• _RICHIESTA_:
Trascriva le righe dall'inizio dei record fino a quella contenente "pixel 823 854", inclusa, scambiando "keypoint" con "landmark" e lasciando invariato tutto il resto.

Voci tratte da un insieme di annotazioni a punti

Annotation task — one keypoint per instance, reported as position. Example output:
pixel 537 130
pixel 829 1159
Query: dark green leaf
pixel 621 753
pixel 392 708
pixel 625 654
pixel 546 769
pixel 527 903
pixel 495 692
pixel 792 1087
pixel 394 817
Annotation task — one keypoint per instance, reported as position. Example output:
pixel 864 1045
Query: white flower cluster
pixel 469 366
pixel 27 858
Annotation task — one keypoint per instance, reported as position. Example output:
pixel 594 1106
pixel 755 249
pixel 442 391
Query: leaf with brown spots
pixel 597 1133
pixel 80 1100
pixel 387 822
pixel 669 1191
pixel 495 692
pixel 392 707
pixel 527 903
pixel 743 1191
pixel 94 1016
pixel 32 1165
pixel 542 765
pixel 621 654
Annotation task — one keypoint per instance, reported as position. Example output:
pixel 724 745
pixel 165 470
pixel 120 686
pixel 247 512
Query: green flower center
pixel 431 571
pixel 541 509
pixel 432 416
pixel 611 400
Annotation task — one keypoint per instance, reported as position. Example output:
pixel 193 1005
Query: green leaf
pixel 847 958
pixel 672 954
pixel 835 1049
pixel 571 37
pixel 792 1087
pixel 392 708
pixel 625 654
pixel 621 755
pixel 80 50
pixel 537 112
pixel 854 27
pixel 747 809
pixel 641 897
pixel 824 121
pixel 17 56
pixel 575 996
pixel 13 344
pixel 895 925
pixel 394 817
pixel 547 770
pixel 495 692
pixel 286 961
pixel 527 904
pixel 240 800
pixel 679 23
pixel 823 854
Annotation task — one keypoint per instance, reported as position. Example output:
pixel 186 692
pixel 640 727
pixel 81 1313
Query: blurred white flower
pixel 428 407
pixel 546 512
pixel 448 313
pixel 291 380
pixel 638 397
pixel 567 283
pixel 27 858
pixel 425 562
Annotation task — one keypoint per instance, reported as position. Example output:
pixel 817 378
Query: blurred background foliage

• _RISULTATO ATTESO_:
Annotation task — one landmark per instance, reported as position. Example output:
pixel 537 130
pixel 829 1159
Query: dark green leaf
pixel 621 753
pixel 392 708
pixel 625 654
pixel 546 769
pixel 527 903
pixel 495 692
pixel 792 1087
pixel 394 817
Annotation task — one landmark per instance, reported as position. Example output:
pixel 864 1045
Query: white flower cluster
pixel 469 366
pixel 27 858
Annotation task — one landmark per instance, reported as position. Example output:
pixel 594 1106
pixel 755 249
pixel 442 391
Query: leaf with brown spots
pixel 597 1133
pixel 80 1100
pixel 387 822
pixel 669 1191
pixel 495 692
pixel 392 707
pixel 527 903
pixel 743 1191
pixel 94 1016
pixel 32 1165
pixel 542 765
pixel 621 654
Annotation task — one landmark per instance, reported as position. Example output:
pixel 724 745
pixel 165 470
pixel 120 686
pixel 247 512
Query: green flower center
pixel 431 571
pixel 541 509
pixel 432 416
pixel 611 400
Annotation task — one landmark per instance, reported as position. Example output:
pixel 193 1005
Query: green leaf
pixel 847 958
pixel 672 954
pixel 835 1049
pixel 571 37
pixel 792 1087
pixel 392 708
pixel 625 654
pixel 621 755
pixel 80 50
pixel 537 112
pixel 854 27
pixel 747 809
pixel 641 897
pixel 824 121
pixel 17 56
pixel 575 996
pixel 13 344
pixel 895 925
pixel 394 817
pixel 547 770
pixel 495 692
pixel 286 961
pixel 527 904
pixel 240 800
pixel 679 23
pixel 823 854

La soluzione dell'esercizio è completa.